No veo un proyecto estratégico de desarrollo, ni siquiera en el discurso de las élites y la visión optimista de un presidente que ve únicamente lo quiere ver. Su discurso mañanero se encuentra agotado y no hay ninguna renovación de ideas que permita vislumbrar siquiera la posibilidad de una mínima transformación de fondo en los asuntos nacionales.
Las fallidas obras presidenciales ya no alcanzan para alimentar el imaginario de la prosperidad partidos ni la fantasía de la felicidad frente a una crisis que deteriora lo hecho arrinconándolo todo en la frontera de los desastres.
¿Por qué llegamos a esto?
Aunque la mayoría de los analistas suelen inclinarse hacia el voto de castigo a una dictadura de partido, pienso que, en realidad, todo lo anterior encuentra explicación coherente en la forma en que la historia de México ha seguido su curso. Se ajusta bien a lo que el respetado filósofo mexicano Leopoldo Zea llamaba el mito del dictador iluminado que, en palabras coloquiales, debe interpretarse como el tirano honrado.
Así que, por su historia, resultó lógico que un déspota cualquiera tomara el poder como algo de su propiedad y pasara por alto el cumplimiento de las leyes. Aunque él no lo cree eso imposibilitará la transformación del país pues ese comportamiento sacrifica la evolución política del país en aras de un sueño que transcurre en medio de música de arpas y violines.
El mito referido anteriormente es el que media todas las relaciones entre el dictador de carne y hueso, y los grupos que lo llevaron al poder. Así, la dictadura de Estado que por años ejercieron los partidos políticos de México, pasó a un absoluto personal con Andrés Manuel.
El poder que se ha puesto en manos del presidente lo hace incómodo y temible. Ante los hechos incontrovertibles de hoy, nadie está en posibilidad de asegurar que el dictador no se convierta en el futuro cercano en el mayor obstáculo para la evolución política de México y el establecimiento de la democracia como consecuencia natural de su proceso evolutivo.
La mitad del país, por lo menos, ha compuesto el poder de este hombre con una serie de delegación de derechos ciudadanos, de abdicaciones extralegales, quizá sin que él lo haya solicitado, es cierto, pero, al mismo tiempo, sin rechazar esa formidable responsabilidad por una mera cuestión de exaltado ego que no conoce el límite. Y eso, naturalmente, es peligroso, como ya resulta visible al instituir un Gobierno despótico, ya de plano sin trabas ni ocultamiento de por medio.
En realidad, estamos repitiendo la historia del porfiriato cuando, una vez reelegido por tercera vez, impuso su poder para lograr la inmovilidad de los otros Poderes de la Unión sumergiéndolos en el eterno sueño del olvido de sus obligaciones para con la ciudadanía que representan; es decir, trastocar la democracia para intercambiar sus virtudes por una indigna sumisión a la figura acartonada y patética de un dictador que se cree iluminado por la gracia divina.
Y así están, en calidad de rehenes de un poder que los alimenta creándoles la fantasía de que gobiernan a través de una ciega obediencia que los obliga a emitir el voto rastrero en favor leyes a modo que el patrón necesita para seguir nutriendo su imaginario personal, tan lleno de mirabilia.

····················

Objetivo 1
Actualice las filas, comenzando por la primera y terminando en la que contiene "left=101, top=139, right=110, bottom=147", sustituyendo "orange fruit" por "citrus fruit" y sin modificar nada más. Reproduzca únicamente esas filas.

····················

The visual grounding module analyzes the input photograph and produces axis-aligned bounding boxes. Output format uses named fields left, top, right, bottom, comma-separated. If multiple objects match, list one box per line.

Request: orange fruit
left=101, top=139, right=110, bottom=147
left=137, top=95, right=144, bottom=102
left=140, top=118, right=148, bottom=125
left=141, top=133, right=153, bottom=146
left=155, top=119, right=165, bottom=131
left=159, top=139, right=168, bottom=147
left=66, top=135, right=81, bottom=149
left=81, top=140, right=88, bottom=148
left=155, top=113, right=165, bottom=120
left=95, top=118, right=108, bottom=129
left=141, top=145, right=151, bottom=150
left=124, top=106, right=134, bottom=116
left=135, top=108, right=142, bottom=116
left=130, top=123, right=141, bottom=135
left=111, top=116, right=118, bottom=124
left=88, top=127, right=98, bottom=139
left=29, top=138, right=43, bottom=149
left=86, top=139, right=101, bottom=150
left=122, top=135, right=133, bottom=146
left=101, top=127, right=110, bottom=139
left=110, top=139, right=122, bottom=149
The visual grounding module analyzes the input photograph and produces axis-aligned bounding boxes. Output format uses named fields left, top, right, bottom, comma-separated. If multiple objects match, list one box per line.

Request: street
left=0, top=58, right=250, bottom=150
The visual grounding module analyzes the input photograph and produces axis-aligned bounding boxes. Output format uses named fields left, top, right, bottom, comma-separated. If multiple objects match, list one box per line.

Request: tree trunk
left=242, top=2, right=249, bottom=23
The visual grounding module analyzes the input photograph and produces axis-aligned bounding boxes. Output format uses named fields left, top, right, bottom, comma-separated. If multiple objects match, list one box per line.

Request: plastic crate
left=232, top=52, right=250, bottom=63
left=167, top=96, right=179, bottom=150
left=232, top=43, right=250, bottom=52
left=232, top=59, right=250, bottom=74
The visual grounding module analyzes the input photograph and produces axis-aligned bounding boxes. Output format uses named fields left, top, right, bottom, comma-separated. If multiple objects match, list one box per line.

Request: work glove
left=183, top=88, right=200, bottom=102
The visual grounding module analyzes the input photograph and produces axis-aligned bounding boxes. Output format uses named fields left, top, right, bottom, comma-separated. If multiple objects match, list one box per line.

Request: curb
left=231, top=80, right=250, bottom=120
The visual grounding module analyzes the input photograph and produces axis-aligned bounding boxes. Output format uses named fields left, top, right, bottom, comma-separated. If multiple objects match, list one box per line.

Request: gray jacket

····················

Objetivo 2
Conteste, con base en el texto proporcionado:
(a) ¿Cómo llamaba el filósofo Leopoldo Zea al mito con el que se explica lo ocurrido?
(b) ¿Qué parte del país, por lo menos, ha compuesto el poder de este hombre?
(c) ¿La historia de qué periodo se está repitiendo?

Resultado 1
The visual grounding module analyzes the input photograph and produces axis-aligned bounding boxes. Output format uses named fields left, top, right, bottom, comma-separated. If multiple objects match, list one box per line.

Request: citrus fruit
left=101, top=139, right=110, bottom=147

Resultado 2
(a) El mito del dictador iluminado, que en palabras coloquiales debe interpretarse como el tirano honrado.
(b) La mitad del país.
(c) La del porfiriato.